STATED GOAL 1
Return each line of the listing that contains the string "spiral".

** Start of TEXT PROVIDED **

Refraction by Lenses Questions in English

(A) The lens maker's formula is given by $\frac{1}{f} = (\mu - 1) \left( \frac{1}{R_1} - \frac{1}{R_2} \right)$.
For an equi-convex lens,$R_1 = R$ and $R_2 = -R$.
Substituting these values,we get $\frac{1}{f} = (\mu - 1) \left( \frac{1}{R} - \frac{1}{-R} \right) = (\mu - 1) \left( \frac{2}{R} \right)$.
Thus,$f = \frac{R}{2(\mu - 1)}$.
According to the problem,$f > R$.
Therefore,$\frac{R}{2(\mu - 1)} > R$,which implies $\frac{1}{2(\mu - 1)} > 1$.
This simplifies to $2(\mu - 1) < 1$,or $\mu - 1 < 0.5$.
So,$\mu < 1.5$.
Since the lens must be made of a material with a refractive index greater than $1$ (for it to act as a lens in air),the refractive index $\mu$ must be greater than $1$ but less than $1.5$.

(B) Given: Focal length in air $f_a = 0.15 \,m$, refractive index of glass $\mu_g = 1.5 = \frac{3}{2}$, and the increase in focal length is $0.225 \,m$.
Therefore, the new focal length in liquid is $f_l = f_a + 0.225 = 0.15 + 0.225 = 0.375 \,m$.
Using the Lens Maker's formula:
$\frac{1}{f} = (\frac{\mu_{lens}}{\mu_{medium}} - 1)(\frac{1}{R_1} - \frac{1}{R_2})$
For air $(\mu_a = 1)$: $\frac{1}{f_a} = (\frac{\mu_g}{1} - 1)(\frac{1}{R_1} - \frac{1}{R_2}) = (1.5 - 1)K = 0.5K$, where $K = (\frac{1}{R_1} - \frac{1}{R_2})$.
For liquid $(\mu_l)$: $\frac{1}{f_l} = (\frac{\mu_g}{\mu_l} - 1)K$.
Dividing the two equations: $\frac{f_l}{f_a} = \frac{0.5}{(\frac{1.5}{\mu_l} - 1)}$.
Substituting values: $\frac{0.375}{0.15} = \frac{0.5}{(\frac{1.5}{\mu_l} - 1)} \Rightarrow 2.5 = \frac{0.5}{(\frac{1.5}{\mu_l} - 1)}$.
$(\frac{1.5}{\mu_l} - 1) = \frac{0.5}{2.5} = 0.2$.
$\frac{1.5}{\mu_l} = 1.2 \Rightarrow \mu_l = \frac{1.5}{1.2} = \frac{15}{12} = \frac{5}{4} = 1.25$.

(B) The apparent shift in the position of the image due to the glass slab is given by $d = t(1 - \frac{1}{\mu})$.
Substituting the values,$d = 1.4(1 - \frac{5}{7}) = 1.4(\frac{2}{7}) = 0.4 \ cm$.

** End of TEXT PROVIDED **

STATED GOAL 2
According to the lens solutions, what is the new focal length of the lens in the liquid?

** Start of SOURCE MATERIAL **

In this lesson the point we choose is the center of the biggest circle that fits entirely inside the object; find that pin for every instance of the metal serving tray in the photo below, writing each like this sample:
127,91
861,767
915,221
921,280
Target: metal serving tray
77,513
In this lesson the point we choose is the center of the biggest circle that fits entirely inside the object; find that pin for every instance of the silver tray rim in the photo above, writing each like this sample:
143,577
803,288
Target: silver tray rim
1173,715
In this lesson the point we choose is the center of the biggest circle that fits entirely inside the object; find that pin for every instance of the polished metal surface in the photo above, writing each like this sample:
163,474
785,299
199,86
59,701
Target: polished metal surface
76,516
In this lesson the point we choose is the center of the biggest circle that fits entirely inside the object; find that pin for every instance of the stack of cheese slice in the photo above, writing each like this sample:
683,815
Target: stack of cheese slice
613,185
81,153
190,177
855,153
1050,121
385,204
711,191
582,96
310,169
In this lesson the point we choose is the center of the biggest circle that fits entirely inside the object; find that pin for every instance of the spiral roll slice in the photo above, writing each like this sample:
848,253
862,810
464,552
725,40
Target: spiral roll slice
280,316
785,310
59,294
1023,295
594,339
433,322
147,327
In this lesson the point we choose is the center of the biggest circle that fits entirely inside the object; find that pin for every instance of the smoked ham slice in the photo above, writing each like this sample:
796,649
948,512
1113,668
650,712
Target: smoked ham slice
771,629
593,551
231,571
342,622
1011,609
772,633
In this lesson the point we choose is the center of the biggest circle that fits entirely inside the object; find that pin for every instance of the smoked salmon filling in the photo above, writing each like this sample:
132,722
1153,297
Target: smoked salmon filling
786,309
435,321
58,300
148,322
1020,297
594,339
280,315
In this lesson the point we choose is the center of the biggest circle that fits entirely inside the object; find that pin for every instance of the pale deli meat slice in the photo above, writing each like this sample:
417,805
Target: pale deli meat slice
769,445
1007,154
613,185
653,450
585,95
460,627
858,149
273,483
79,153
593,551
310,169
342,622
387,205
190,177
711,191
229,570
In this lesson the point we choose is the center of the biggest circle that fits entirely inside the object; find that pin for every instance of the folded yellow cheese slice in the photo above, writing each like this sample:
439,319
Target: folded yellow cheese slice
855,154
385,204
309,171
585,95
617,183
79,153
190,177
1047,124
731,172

** End of SOURCE MATERIAL **

EXERCISE RESULT 1
In this lesson the point we choose is the center of the biggest circle that fits entirely inside the object; find that pin for every instance of the spiral roll slice in the photo above, writing each like this sample:
Target: spiral roll slice

EXERCISE RESULT 2
0.375 m